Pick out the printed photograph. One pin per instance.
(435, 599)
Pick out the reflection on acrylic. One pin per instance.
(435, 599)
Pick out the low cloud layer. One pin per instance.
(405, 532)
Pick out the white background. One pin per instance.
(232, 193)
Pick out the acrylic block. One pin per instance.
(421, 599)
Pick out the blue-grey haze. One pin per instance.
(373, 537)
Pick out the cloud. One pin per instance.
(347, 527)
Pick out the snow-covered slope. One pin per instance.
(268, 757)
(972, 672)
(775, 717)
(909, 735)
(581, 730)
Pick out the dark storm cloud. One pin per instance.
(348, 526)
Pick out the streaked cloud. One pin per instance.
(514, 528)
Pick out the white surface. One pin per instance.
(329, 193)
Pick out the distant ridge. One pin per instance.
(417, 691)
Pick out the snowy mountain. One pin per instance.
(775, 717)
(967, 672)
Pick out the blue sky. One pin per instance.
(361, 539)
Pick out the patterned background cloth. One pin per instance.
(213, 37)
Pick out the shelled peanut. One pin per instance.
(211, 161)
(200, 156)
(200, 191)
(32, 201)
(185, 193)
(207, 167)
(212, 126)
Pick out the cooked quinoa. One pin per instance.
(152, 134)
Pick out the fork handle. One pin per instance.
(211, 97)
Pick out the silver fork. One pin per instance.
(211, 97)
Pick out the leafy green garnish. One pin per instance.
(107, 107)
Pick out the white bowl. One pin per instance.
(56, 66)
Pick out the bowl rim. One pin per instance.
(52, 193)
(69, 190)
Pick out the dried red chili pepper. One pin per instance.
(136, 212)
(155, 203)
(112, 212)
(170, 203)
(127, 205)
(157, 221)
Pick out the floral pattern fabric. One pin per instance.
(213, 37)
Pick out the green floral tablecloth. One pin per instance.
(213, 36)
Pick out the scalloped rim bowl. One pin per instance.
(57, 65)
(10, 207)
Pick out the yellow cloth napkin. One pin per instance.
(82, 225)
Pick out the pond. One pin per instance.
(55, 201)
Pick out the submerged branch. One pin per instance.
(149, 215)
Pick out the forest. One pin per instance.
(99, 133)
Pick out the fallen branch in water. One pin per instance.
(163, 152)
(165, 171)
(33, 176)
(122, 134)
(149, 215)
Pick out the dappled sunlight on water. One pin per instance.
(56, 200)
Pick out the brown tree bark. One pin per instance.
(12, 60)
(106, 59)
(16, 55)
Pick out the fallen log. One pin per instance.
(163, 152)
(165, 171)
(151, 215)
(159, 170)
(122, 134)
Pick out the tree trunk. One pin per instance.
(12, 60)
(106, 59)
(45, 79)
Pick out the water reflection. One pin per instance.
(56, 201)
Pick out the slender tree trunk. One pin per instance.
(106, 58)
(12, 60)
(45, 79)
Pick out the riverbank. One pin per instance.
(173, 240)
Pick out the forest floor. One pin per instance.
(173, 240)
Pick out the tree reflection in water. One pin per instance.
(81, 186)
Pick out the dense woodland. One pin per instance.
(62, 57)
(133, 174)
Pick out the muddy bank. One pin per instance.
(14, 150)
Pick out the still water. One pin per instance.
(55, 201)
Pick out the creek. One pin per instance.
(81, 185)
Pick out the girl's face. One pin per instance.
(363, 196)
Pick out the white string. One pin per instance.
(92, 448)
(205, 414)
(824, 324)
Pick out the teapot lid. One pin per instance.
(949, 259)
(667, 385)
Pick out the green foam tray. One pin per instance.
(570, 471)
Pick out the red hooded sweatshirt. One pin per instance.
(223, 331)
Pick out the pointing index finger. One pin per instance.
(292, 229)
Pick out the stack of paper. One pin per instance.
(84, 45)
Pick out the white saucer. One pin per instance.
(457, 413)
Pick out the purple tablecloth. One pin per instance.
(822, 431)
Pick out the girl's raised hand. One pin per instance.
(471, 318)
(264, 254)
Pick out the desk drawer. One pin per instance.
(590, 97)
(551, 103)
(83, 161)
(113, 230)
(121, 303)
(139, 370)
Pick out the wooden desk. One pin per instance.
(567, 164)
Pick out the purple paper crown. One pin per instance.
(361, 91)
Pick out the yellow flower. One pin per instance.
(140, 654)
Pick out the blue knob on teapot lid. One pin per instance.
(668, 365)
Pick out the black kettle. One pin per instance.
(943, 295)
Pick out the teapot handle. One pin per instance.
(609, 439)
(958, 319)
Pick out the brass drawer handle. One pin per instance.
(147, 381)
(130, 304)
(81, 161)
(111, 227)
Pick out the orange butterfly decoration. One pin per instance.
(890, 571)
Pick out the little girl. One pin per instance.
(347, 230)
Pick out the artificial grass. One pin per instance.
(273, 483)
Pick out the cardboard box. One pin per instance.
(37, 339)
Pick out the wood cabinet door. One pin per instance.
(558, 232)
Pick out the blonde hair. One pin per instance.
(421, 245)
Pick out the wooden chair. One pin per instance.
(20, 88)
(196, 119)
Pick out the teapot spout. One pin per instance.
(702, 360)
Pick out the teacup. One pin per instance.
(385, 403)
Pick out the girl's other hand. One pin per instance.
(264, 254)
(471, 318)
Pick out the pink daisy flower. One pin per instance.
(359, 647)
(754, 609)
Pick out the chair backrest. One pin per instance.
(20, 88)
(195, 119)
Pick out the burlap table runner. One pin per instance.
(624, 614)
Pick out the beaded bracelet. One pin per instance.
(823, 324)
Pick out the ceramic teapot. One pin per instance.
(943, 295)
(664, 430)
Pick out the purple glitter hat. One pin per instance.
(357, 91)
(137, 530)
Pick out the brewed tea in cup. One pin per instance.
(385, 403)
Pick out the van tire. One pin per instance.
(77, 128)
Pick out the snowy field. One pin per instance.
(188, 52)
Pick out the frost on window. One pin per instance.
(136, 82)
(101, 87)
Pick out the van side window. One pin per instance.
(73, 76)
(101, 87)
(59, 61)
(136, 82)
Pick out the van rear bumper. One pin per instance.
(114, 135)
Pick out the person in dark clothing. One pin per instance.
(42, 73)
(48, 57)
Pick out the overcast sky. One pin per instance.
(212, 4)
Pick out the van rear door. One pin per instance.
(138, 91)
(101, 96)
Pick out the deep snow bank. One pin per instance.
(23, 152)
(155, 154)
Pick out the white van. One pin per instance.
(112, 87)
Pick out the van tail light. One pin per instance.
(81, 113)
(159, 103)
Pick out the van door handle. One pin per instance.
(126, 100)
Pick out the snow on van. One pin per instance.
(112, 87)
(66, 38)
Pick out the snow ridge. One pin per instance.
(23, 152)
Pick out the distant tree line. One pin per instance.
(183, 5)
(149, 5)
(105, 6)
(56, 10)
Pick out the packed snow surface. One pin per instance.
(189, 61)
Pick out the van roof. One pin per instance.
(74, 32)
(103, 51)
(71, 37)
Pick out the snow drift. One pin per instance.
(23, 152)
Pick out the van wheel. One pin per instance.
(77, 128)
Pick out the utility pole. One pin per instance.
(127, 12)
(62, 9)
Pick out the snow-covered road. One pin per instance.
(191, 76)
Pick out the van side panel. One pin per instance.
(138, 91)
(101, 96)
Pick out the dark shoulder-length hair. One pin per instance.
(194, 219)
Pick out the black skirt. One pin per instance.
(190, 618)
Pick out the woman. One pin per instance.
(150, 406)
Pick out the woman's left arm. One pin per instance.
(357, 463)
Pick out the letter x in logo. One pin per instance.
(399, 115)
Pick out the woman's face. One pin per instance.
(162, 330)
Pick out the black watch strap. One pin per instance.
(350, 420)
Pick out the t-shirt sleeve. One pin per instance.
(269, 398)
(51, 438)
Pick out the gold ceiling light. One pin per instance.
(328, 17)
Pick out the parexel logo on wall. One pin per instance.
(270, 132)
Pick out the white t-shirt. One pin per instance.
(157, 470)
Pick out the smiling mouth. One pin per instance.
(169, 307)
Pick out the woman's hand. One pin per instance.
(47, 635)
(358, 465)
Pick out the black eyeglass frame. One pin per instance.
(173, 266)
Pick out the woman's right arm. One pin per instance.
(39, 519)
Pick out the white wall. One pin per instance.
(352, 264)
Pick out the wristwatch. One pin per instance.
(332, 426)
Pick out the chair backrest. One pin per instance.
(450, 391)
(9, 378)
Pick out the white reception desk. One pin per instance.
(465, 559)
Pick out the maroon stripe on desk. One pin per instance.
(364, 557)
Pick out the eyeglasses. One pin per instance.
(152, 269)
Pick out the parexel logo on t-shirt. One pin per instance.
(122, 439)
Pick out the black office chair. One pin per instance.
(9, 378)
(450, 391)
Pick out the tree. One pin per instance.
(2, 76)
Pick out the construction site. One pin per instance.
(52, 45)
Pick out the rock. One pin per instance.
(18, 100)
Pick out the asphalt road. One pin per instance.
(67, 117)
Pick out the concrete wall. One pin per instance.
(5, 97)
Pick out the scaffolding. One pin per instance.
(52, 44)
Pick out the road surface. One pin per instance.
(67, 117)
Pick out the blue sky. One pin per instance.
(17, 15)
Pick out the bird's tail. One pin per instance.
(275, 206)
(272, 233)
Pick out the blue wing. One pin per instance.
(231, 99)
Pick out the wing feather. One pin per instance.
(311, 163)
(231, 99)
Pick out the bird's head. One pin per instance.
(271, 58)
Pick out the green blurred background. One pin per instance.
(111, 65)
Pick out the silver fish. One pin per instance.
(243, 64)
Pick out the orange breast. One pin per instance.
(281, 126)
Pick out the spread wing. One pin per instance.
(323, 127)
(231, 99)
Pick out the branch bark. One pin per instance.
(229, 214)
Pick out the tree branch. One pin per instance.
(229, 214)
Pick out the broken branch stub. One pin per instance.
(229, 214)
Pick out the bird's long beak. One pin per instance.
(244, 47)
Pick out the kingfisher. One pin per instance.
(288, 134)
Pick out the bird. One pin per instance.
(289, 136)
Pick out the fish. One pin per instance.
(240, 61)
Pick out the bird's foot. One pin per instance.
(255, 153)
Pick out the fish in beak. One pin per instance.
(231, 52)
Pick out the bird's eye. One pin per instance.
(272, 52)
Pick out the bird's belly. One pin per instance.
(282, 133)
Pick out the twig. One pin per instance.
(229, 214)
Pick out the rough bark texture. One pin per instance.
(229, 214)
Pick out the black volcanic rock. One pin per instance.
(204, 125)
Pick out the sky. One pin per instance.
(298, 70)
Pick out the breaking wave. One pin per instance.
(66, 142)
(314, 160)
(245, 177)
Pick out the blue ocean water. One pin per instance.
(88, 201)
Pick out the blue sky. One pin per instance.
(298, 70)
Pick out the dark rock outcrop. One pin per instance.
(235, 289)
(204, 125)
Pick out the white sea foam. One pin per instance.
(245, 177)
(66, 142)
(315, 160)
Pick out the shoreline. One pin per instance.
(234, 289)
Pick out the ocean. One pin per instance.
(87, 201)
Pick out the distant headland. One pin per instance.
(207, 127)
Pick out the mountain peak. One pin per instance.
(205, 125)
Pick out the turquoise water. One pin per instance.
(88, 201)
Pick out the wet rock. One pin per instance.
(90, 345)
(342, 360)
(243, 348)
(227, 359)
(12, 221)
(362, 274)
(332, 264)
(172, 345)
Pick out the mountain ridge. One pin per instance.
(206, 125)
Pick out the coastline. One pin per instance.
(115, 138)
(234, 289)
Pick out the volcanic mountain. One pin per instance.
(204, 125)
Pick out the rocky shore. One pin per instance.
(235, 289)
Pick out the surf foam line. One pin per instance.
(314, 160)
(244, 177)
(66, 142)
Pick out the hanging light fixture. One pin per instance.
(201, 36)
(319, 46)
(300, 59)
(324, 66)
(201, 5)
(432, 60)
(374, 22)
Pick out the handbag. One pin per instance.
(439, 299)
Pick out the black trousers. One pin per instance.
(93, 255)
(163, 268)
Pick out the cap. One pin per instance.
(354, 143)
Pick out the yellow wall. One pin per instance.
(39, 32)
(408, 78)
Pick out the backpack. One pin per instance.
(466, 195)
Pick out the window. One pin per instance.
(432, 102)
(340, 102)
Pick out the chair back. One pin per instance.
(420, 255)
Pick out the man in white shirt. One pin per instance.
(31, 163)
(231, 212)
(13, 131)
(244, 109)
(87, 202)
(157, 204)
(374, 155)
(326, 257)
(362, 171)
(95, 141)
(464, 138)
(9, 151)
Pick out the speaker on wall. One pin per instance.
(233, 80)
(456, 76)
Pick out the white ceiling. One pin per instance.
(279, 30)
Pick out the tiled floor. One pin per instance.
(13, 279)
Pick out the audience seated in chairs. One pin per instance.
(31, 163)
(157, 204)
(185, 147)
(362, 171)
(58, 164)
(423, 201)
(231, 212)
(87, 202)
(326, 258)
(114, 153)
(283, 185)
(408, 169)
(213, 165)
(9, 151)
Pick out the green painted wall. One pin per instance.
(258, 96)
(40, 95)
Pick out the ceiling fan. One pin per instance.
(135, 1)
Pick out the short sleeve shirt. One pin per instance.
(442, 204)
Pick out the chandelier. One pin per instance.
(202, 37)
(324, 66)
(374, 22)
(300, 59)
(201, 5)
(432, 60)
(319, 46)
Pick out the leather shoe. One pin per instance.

* INSTRUCTIONS TO FOLLOW
Begin with the line containing "Pick out the wet rock. One pin per instance." and repeat each line exactly until the records above end.

* RESPONSE TO THE EXERCISE
Pick out the wet rock. One pin per instance.
(90, 345)
(342, 360)
(243, 348)
(227, 359)
(12, 221)
(362, 274)
(332, 264)
(172, 345)
Pick out the mountain ridge. One pin per instance.
(206, 125)
Pick out the coastline. One pin per instance.
(115, 138)
(234, 289)
Pick out the volcanic mountain. One pin per instance.
(204, 125)
Pick out the rocky shore. One pin per instance.
(235, 289)
Pick out the surf foam line. One pin per instance.
(314, 160)
(244, 177)
(66, 142)
Pick out the hanging light fixture. One pin per instance.
(201, 36)
(319, 46)
(300, 59)
(324, 66)
(201, 5)
(432, 60)
(374, 22)
Pick out the handbag. One pin per instance.
(439, 299)
Pick out the black trousers. One pin per instance.
(93, 255)
(163, 268)
Pick out the cap. One pin per instance.
(354, 143)
Pick out the yellow wall. One pin per instance.
(39, 32)
(408, 78)
Pick out the backpack. One pin per instance.
(466, 195)
Pick out the window. One pin per instance.
(432, 102)
(340, 102)
Pick out the chair back. One pin per instance.
(420, 255)
Pick out the man in white shirt. One pin per instance.
(31, 163)
(231, 212)
(13, 131)
(244, 109)
(87, 202)
(157, 204)
(374, 155)
(326, 257)
(362, 171)
(95, 141)
(464, 138)
(9, 151)
Pick out the speaker on wall. One pin per instance.
(233, 80)
(456, 76)
Pick out the white ceiling. One pin per instance.
(279, 30)
Pick out the tiled floor. One pin per instance.
(13, 279)
Pick out the audience seated in chairs. One pin per instance.
(31, 163)
(157, 204)
(185, 147)
(362, 171)
(58, 164)
(423, 201)
(231, 212)
(87, 202)
(326, 258)
(114, 153)
(283, 185)
(408, 169)
(213, 165)
(9, 151)
Pick out the green painted wall. One pin per instance.
(258, 96)
(40, 95)
Pick out the ceiling fan. One pin per instance.
(135, 1)
Pick out the short sleeve shirt. One pin per instance.
(442, 204)
Pick out the chandelier. One pin per instance.
(202, 37)
(324, 66)
(374, 22)
(300, 59)
(201, 5)
(432, 60)
(319, 46)
Pick out the leather shoe. One pin per instance.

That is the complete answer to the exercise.